==== Given data ====
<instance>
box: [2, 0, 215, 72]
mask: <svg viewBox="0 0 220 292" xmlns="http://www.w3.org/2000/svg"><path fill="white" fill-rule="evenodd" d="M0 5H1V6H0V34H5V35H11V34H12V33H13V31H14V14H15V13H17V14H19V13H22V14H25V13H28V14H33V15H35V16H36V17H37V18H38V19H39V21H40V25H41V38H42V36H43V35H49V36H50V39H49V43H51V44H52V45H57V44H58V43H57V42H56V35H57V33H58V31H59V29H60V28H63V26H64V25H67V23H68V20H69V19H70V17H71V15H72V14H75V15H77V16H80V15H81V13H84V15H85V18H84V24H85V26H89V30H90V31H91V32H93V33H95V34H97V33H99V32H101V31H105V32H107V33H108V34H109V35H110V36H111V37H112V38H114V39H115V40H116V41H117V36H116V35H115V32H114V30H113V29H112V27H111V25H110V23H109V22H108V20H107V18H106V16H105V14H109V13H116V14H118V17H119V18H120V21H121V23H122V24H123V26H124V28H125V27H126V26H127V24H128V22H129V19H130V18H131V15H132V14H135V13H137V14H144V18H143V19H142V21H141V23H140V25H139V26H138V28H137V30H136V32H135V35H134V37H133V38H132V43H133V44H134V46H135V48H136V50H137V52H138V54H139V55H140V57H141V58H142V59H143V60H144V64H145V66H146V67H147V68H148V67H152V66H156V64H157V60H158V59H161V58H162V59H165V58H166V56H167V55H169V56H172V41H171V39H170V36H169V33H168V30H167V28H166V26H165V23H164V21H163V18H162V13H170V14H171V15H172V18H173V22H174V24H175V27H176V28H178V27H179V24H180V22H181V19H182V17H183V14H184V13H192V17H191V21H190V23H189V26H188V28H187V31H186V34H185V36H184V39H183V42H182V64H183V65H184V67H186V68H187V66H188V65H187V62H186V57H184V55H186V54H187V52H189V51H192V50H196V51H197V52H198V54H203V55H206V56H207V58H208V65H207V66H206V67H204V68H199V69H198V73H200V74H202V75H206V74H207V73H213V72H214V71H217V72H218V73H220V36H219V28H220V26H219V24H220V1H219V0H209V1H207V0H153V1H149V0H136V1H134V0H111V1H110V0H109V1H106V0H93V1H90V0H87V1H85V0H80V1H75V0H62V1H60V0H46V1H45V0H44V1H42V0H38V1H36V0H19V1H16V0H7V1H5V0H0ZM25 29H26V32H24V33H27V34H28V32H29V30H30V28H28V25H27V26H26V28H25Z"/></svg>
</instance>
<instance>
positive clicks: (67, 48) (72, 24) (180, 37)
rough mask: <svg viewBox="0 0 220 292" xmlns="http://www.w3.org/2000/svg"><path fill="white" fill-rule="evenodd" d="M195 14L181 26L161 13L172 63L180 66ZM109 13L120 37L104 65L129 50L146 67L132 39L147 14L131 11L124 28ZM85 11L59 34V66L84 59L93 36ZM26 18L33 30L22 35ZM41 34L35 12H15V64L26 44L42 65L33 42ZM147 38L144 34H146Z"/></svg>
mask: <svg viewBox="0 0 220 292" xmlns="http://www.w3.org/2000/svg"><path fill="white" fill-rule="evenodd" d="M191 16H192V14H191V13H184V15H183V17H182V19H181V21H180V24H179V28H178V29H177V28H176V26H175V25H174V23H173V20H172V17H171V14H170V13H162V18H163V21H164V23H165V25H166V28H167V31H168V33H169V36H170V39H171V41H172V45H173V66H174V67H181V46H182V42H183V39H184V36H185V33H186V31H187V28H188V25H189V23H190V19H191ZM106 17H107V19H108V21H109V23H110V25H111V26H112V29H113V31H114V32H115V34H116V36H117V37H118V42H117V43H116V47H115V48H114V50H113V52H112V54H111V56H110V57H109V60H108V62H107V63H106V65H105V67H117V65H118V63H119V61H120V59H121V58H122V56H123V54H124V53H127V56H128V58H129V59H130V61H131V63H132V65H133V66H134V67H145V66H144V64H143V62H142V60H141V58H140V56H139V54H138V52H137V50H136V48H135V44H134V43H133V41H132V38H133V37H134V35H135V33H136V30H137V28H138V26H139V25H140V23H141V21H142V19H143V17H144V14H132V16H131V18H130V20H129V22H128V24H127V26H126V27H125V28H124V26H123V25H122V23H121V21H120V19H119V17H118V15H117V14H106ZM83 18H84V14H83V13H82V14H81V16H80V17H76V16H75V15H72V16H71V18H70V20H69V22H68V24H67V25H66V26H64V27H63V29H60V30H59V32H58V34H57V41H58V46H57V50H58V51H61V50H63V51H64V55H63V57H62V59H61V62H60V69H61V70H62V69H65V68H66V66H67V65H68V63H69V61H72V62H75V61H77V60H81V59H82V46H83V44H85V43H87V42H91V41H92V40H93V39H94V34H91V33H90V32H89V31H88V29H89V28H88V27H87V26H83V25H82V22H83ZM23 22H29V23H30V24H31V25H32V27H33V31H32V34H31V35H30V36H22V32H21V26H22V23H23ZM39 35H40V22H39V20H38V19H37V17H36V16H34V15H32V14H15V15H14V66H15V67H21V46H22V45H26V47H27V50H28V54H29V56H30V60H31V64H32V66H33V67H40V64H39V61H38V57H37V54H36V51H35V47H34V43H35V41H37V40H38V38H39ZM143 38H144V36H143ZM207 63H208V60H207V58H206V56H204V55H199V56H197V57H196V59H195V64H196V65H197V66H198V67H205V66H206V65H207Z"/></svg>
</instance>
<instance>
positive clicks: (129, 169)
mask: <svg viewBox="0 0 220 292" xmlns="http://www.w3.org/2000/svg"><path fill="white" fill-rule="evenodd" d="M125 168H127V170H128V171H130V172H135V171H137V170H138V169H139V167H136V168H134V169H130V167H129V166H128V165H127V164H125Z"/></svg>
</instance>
====
◆ Exercise: Would you output every line of the listing exactly as given?

◆ Task output:
<instance>
box: [2, 0, 215, 72]
mask: <svg viewBox="0 0 220 292" xmlns="http://www.w3.org/2000/svg"><path fill="white" fill-rule="evenodd" d="M0 5H1V6H0V34H5V35H11V34H12V33H13V31H14V14H15V13H17V14H19V13H22V14H25V13H28V14H33V15H35V16H36V17H37V18H38V19H39V21H40V25H41V38H42V36H43V35H49V36H50V39H49V43H51V44H52V45H57V44H58V43H57V42H56V35H57V33H58V31H59V29H60V28H63V26H64V25H67V23H68V20H69V19H70V17H71V15H72V14H75V15H77V16H80V15H81V13H84V15H85V18H84V24H85V26H89V30H90V31H91V32H93V33H95V34H97V33H99V32H101V31H105V32H107V33H108V34H109V35H110V36H111V37H112V38H114V39H115V40H116V41H117V36H116V35H115V32H114V30H113V29H112V27H111V25H110V23H109V22H108V20H107V18H106V16H105V14H109V13H116V14H118V17H119V18H120V21H121V23H122V24H123V26H124V28H125V27H126V26H127V24H128V22H129V19H130V18H131V15H132V14H135V13H137V14H144V18H143V19H142V21H141V23H140V25H139V26H138V28H137V30H136V32H135V35H134V37H133V38H132V43H133V44H134V46H135V48H136V50H137V52H138V54H139V55H140V57H141V58H142V59H143V60H144V64H145V66H146V67H147V68H148V67H152V66H156V64H157V60H158V59H161V58H162V59H165V58H166V56H167V55H169V56H172V41H171V39H170V36H169V33H168V30H167V28H166V26H165V23H164V21H163V18H162V13H170V14H171V15H172V18H173V22H174V24H175V27H176V28H178V27H179V24H180V22H181V19H182V17H183V14H184V13H192V17H191V21H190V23H189V26H188V28H187V31H186V34H185V36H184V39H183V42H182V64H183V65H184V67H186V68H187V66H188V65H187V62H186V57H184V55H186V54H187V52H189V51H192V50H196V51H197V52H198V54H203V55H206V56H207V58H208V65H207V66H206V67H204V68H199V69H198V73H200V74H202V75H206V74H207V73H213V72H214V71H217V72H218V73H220V36H219V28H220V26H219V24H220V1H219V0H209V1H207V0H153V1H149V0H136V1H134V0H111V1H110V0H109V1H106V0H93V1H90V0H87V1H85V0H80V1H75V0H62V1H60V0H46V1H45V0H44V1H42V0H38V1H36V0H19V1H16V0H7V1H5V0H0ZM25 29H26V32H24V33H27V34H28V32H29V30H30V28H28V25H27V26H26V28H25Z"/></svg>
</instance>
<instance>
positive clicks: (67, 48) (72, 24) (180, 37)
rough mask: <svg viewBox="0 0 220 292" xmlns="http://www.w3.org/2000/svg"><path fill="white" fill-rule="evenodd" d="M195 14L181 26L161 13L172 63L180 66ZM109 13L120 37L104 65L129 50L146 67L132 39L147 14L131 11L124 28ZM85 11L59 34V66L84 59L93 36ZM26 18L33 30L22 35ZM41 34L35 12H15V64L26 44L42 65L33 42ZM147 38L144 34H146Z"/></svg>
mask: <svg viewBox="0 0 220 292" xmlns="http://www.w3.org/2000/svg"><path fill="white" fill-rule="evenodd" d="M191 16H192V14H191V13H184V15H183V17H182V19H181V21H180V24H179V28H178V29H177V28H176V26H175V25H174V23H173V20H172V17H171V14H170V13H162V18H163V21H164V23H165V25H166V28H167V31H168V33H169V36H170V39H171V41H172V45H173V66H174V67H181V46H182V42H183V39H184V36H185V33H186V31H187V28H188V25H189V23H190V19H191ZM106 17H107V19H108V21H109V23H110V25H111V26H112V29H113V31H114V32H115V34H116V36H117V37H118V42H117V43H116V47H115V48H114V50H113V52H112V54H111V56H110V57H109V60H108V62H107V63H106V65H105V67H117V65H118V63H119V61H120V59H121V58H122V56H123V54H124V53H127V56H128V58H129V59H130V61H131V63H132V65H133V66H134V67H145V66H144V64H143V62H142V60H141V58H140V56H139V54H138V52H137V50H136V48H135V44H134V43H133V41H132V38H133V37H134V35H135V33H136V30H137V28H138V26H139V25H140V23H141V21H142V19H143V17H144V14H132V16H131V18H130V20H129V22H128V24H127V26H126V27H125V28H124V26H123V25H122V23H121V21H120V19H119V17H118V15H117V14H106ZM83 18H84V14H83V13H82V14H81V16H80V17H76V16H75V15H72V16H71V18H70V20H69V22H68V24H67V25H66V26H64V27H63V29H60V30H59V32H58V34H57V41H58V46H57V50H58V51H61V50H63V51H64V55H63V57H62V59H61V62H60V69H61V70H62V69H65V68H66V66H67V65H68V63H69V61H72V62H75V61H77V60H81V59H82V46H83V44H85V43H87V42H91V41H92V40H93V39H94V34H91V33H90V32H89V31H88V29H89V28H88V27H87V26H83V25H82V22H83ZM23 22H29V23H30V24H31V25H32V27H33V31H32V34H31V35H30V36H22V32H21V26H22V23H23ZM39 35H40V22H39V20H38V19H37V17H36V16H34V15H32V14H15V15H14V66H15V67H21V46H22V45H26V47H27V50H28V54H29V56H30V60H31V64H32V66H33V67H40V64H39V61H38V57H37V54H36V51H35V47H34V43H35V41H37V40H38V38H39ZM143 38H144V36H143ZM207 63H208V60H207V58H206V56H204V55H199V56H197V57H196V59H195V64H196V65H197V66H198V67H205V66H206V65H207Z"/></svg>
</instance>
<instance>
positive clicks: (129, 169)
mask: <svg viewBox="0 0 220 292" xmlns="http://www.w3.org/2000/svg"><path fill="white" fill-rule="evenodd" d="M125 168H127V170H128V171H130V172H135V171H137V170H138V169H139V167H136V168H134V169H130V167H129V166H128V165H127V164H125Z"/></svg>
</instance>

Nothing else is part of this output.